### Task instructions
Repeat the lines that follow, leaving nothing out.

### Extracted material
— begin —

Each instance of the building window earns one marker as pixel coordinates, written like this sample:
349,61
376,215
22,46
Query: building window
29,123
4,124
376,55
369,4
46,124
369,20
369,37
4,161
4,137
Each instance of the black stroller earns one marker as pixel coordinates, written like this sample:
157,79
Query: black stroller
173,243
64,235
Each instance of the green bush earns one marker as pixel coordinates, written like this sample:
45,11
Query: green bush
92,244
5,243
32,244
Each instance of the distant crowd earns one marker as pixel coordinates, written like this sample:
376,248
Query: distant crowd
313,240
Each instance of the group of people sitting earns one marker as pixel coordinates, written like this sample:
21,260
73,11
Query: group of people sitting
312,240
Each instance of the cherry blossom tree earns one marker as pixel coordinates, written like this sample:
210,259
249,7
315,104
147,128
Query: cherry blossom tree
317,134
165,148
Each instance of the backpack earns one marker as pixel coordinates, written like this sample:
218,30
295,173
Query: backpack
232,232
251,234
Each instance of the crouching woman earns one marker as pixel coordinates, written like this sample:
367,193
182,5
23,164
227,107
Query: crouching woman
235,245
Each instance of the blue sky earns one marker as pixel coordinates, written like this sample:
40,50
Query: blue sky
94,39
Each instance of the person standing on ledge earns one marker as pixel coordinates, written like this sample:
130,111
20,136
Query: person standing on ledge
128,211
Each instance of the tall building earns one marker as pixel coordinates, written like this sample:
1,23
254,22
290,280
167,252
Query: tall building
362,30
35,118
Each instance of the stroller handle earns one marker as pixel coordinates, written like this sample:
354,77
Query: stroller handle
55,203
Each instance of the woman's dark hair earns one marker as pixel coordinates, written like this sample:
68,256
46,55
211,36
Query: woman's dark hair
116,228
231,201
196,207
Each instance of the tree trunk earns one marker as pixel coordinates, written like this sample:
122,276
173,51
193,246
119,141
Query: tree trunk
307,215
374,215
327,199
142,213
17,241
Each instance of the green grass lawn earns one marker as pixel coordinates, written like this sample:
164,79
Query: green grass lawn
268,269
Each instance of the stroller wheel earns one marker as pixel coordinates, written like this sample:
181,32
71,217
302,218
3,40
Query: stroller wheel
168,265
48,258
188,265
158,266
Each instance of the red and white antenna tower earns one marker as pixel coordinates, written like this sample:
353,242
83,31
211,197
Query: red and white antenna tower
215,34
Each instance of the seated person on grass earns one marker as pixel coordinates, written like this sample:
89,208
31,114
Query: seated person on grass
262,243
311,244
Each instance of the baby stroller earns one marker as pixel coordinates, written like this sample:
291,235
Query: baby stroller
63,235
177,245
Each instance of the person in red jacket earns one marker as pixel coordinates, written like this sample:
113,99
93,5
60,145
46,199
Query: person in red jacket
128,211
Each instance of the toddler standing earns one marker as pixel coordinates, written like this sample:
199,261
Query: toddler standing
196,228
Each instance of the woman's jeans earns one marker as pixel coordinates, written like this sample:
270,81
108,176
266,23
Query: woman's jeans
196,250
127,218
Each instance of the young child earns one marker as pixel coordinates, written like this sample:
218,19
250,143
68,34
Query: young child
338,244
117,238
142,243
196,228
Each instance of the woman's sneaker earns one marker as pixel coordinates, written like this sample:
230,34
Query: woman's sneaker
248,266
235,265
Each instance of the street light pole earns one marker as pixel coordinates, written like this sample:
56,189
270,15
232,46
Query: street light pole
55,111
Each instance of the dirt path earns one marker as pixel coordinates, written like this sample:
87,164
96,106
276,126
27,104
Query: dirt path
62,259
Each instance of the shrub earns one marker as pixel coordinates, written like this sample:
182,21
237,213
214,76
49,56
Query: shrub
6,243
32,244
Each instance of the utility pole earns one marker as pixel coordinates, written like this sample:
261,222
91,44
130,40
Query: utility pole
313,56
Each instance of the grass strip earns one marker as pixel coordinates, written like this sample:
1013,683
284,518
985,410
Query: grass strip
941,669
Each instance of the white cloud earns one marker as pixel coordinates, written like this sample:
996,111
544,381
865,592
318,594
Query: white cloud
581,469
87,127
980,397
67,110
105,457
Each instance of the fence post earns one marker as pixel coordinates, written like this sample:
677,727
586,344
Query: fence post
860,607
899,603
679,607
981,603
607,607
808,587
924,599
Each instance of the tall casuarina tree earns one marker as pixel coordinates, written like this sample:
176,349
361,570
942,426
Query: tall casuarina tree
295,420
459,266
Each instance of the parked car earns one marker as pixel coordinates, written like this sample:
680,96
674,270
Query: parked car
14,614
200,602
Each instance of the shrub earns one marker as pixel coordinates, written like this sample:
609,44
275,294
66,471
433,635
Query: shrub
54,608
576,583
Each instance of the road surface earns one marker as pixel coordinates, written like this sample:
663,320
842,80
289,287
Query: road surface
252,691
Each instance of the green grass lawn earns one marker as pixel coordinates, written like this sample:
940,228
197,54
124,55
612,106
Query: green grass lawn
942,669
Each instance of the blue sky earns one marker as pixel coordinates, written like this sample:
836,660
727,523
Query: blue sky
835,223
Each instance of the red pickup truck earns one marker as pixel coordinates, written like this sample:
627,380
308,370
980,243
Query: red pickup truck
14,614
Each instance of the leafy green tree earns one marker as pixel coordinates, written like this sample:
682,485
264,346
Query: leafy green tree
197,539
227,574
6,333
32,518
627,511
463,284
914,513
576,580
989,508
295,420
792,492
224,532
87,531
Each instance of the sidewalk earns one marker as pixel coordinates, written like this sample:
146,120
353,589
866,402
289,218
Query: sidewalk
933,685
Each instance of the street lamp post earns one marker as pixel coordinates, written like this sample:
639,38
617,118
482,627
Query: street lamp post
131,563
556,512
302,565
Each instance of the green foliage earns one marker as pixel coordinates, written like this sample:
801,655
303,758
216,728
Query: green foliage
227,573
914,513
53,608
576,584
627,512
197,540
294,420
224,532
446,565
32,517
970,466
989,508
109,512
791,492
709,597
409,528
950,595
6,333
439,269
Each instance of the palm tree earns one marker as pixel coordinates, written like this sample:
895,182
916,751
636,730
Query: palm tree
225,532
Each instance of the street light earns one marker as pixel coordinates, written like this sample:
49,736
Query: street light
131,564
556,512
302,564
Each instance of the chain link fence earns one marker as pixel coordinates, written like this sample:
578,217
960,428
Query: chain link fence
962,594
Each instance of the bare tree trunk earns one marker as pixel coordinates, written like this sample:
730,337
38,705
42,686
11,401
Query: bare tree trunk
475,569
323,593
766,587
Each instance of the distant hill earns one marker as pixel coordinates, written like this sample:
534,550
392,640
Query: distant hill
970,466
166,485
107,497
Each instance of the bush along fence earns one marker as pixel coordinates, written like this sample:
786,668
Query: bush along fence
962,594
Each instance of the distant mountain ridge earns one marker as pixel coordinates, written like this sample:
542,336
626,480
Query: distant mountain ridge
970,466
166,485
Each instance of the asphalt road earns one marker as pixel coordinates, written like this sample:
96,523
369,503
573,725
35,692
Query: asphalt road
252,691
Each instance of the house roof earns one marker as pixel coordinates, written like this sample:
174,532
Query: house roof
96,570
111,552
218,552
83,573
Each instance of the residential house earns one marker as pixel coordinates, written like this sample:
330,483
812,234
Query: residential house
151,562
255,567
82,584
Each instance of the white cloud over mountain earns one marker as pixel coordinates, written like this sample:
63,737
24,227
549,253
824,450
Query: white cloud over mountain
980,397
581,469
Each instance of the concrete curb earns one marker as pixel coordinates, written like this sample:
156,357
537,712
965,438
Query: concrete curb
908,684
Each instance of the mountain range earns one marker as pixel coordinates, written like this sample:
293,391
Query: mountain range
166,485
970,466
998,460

— end —

### In response
Each instance of the building window earns one marker as pixel coordinates, written like this sample:
349,61
376,215
22,46
Query: building window
29,123
4,124
376,55
369,4
46,124
369,20
369,37
4,161
4,137
Each instance of the black stroller earns one marker as pixel coordinates, written like this sample:
157,79
Query: black stroller
173,243
64,235
Each instance of the green bush earns one marker as pixel coordinates, written like this sample:
45,11
Query: green bush
92,244
5,243
32,244
Each instance of the distant crowd earns one marker as pixel coordinates, written like this sample:
376,248
Query: distant crowd
313,240
Each instance of the group of people sitting earns one marker as pixel coordinates, written like this sample:
21,260
73,11
Query: group of people sitting
312,240
Each instance of the cherry blossom tree earns one marker as pixel coordinates, written like this sample:
210,259
249,7
315,104
147,128
Query: cherry blossom tree
317,134
165,148
Each instance of the backpack earns one marker as pixel coordinates, written like this sample:
218,30
295,173
Query: backpack
232,232
251,234
Each instance of the crouching woman earns one marker as pixel coordinates, written like this sample:
367,193
182,5
23,164
227,107
Query: crouching woman
235,245
Each instance of the blue sky earns one marker as pixel coordinates, written like this sample:
40,50
Query: blue sky
94,39
Each instance of the person standing on ledge earns one marker as pixel coordinates, written like this sample:
130,111
20,136
Query: person standing on ledge
128,211
Each instance of the tall building earns one marker as pixel coordinates, written like this sample:
1,23
254,22
290,280
167,252
Query: tall building
362,30
35,118
Each instance of the stroller handle earns one marker as pixel coordinates, written like this sample:
354,77
Query: stroller handle
55,203
Each instance of the woman's dark hair earns one marker as pixel coordinates, written like this sample:
68,256
46,55
211,36
Query: woman's dark hair
116,228
231,201
196,207
Each instance of the tree trunk earns one marker as pixel coordinates, written like this sample:
122,276
173,51
193,246
119,141
Query: tree trunk
307,215
374,215
327,199
142,213
17,241
Each instance of the green grass lawn earns one marker as pixel coordinates, written like this sample:
164,79
Query: green grass lawn
268,269
Each instance of the stroller wheel earns one marker as pixel coordinates, written like this sample:
181,32
71,217
302,218
3,40
Query: stroller wheel
168,265
48,258
188,265
158,266
Each instance of the red and white antenna tower earns one marker as pixel coordinates, written like this sample:
353,242
83,31
211,197
Query: red and white antenna tower
215,34
Each instance of the seated person on grass earns one marker as pixel coordinates, written like this sample:
89,208
31,114
Query: seated person on grass
262,243
311,244
Each instance of the baby stroller earns one marker as pixel coordinates, written like this sample:
291,235
Query: baby stroller
63,235
177,245
Each instance of the person in red jacket earns one marker as pixel coordinates, written like this sample:
113,99
93,5
60,145
46,199
Query: person in red jacket
128,211
Each instance of the toddler standing earns one marker as pixel coordinates, written like this sample:
199,261
Query: toddler standing
196,228
Each instance of the woman's jeans earns one marker as pixel coordinates, written like this sample:
270,81
108,176
266,23
Query: woman's jeans
196,250
127,218
Each instance of the young child earns one marker as pixel coordinates, written like this sample:
218,19
250,143
68,34
Query: young child
338,244
117,238
142,243
196,228
Each instance of the woman's sneaker earns one marker as pixel coordinates, written like this sample:
230,34
Query: woman's sneaker
248,266
235,265
Each instance of the street light pole earns one marker as pixel coordinates, written like this sample:
56,189
270,15
232,46
Query: street light pole
55,111
Each instance of the dirt path earns one marker as pixel coordinates, written like this sample:
87,164
96,106
276,126
27,104
Query: dirt path
62,259
Each instance of the shrub earns one marker as pixel coordinates, written like this sample:
182,21
237,213
214,76
49,56
Query: shrub
6,243
32,244
Each instance of the utility pole earns one marker as pixel coordinates, written like this sample:
261,222
91,44
130,40
Query: utility pole
313,56
Each instance of the grass strip earns one marker as pixel coordinates, written like this sample:
1013,683
284,518
985,410
Query: grass strip
941,669
Each instance of the white cloud earns one marker as pixel coordinates, written like this sample:
996,111
544,381
865,592
318,594
Query: white cloud
581,469
87,127
980,397
67,110
105,457
Each instance of the fence post earns one marker as pixel coordinates, written like this sample:
677,727
586,344
Query: fence post
860,607
899,603
679,607
981,603
607,607
808,587
924,599
Each instance of the tall casuarina tree earns one marker as pixel coordinates, written like this sample:
176,349
361,570
942,426
Query: tall casuarina tree
295,420
459,266
Each instance of the parked car earns one marker as pixel coordinates, written like this sample:
680,96
674,270
Query: parked car
14,614
200,602
Each instance of the shrub earns one marker as pixel coordinates, written like this sample:
609,44
275,294
66,471
433,635
Query: shrub
54,608
576,583
Each instance of the road surface earns one marker as pixel coordinates, written like this sample:
663,320
842,80
289,287
Query: road surface
252,691
Each instance of the green grass lawn earns one marker as pixel coordinates, written like this sample:
940,228
197,54
124,55
612,106
Query: green grass lawn
942,669
Each instance of the blue sky earns one marker as pixel coordinates, written like this sample:
836,660
727,523
Query: blue sky
835,223
Each instance of the red pickup truck earns one marker as pixel coordinates, written like this sample:
627,380
308,370
980,243
Query: red pickup truck
14,614
Each instance of the leafy green tree earns one marker as pixel coordinates, written like this sample:
682,485
264,346
Query: leafy green tree
197,539
227,574
6,333
32,518
627,511
463,284
914,513
576,580
989,508
295,420
792,492
224,532
87,531
Each instance of the sidewalk earns one marker as pixel coordinates, written like this sample:
146,120
353,589
866,402
289,218
Query: sidewalk
933,685
Each instance of the street lamp post earns one marker as pixel coordinates, written like this sample:
639,38
617,118
482,627
Query: street lamp post
131,563
556,512
302,565
Each instance of the green foliage earns one marker as pixel coordinates, written like this sample:
801,655
303,758
216,728
Query: green foliage
227,573
914,513
53,608
576,584
627,512
197,540
294,420
224,532
446,565
32,517
970,466
989,508
109,512
791,492
709,597
409,528
950,595
6,333
439,269
Each instance of the palm tree earns one marker as pixel coordinates, written like this sample:
895,182
916,751
636,730
Query: palm tree
225,532
Each instance of the street light earns one marker as pixel coordinates, written like this sample:
49,736
Query: street light
131,564
556,512
302,564
Each instance of the chain link fence earns one marker as pixel coordinates, written like this sample:
578,217
960,428
Query: chain link fence
962,594
Each instance of the bare tree trunk earns one marker as pixel coordinates, written like this sample:
730,337
38,705
42,686
11,401
Query: bare tree trunk
475,569
323,593
766,587
Each instance of the distant hill earns one marker as pixel coordinates, written like this sample:
534,550
392,640
Query: distant hill
970,466
166,485
107,497
Each instance of the bush along fence earns one marker as pixel coordinates, written like this sample:
786,668
Query: bush along fence
962,594
Each instance of the distant mountain ridge earns one marker as pixel coordinates, written like this sample:
542,336
626,480
Query: distant mountain ridge
970,466
166,485
Each instance of the asphalt road earns one marker as pixel coordinates, written like this sample:
96,523
369,503
573,725
35,692
Query: asphalt road
252,691
Each instance of the house roof earns one marker as pixel coordinates, written like this sample:
174,532
Query: house roof
96,570
111,552
218,552
83,573
Each instance of the residential house earns one marker as pixel coordinates, written like this sample:
330,483
812,234
Query: residential house
151,562
255,567
82,584
Each instance of the white cloud over mountain earns one marker as pixel coordinates, written like this sample:
63,737
24,227
549,253
824,450
Query: white cloud over mountain
980,397
581,469
Each instance of the concrete curb earns one marker as pixel coordinates, written like this sample:
156,357
537,712
965,438
Query: concrete curb
908,684
Each instance of the mountain range earns one marker as pixel coordinates, written like this sample:
293,391
Query: mountain range
166,485
970,466
998,460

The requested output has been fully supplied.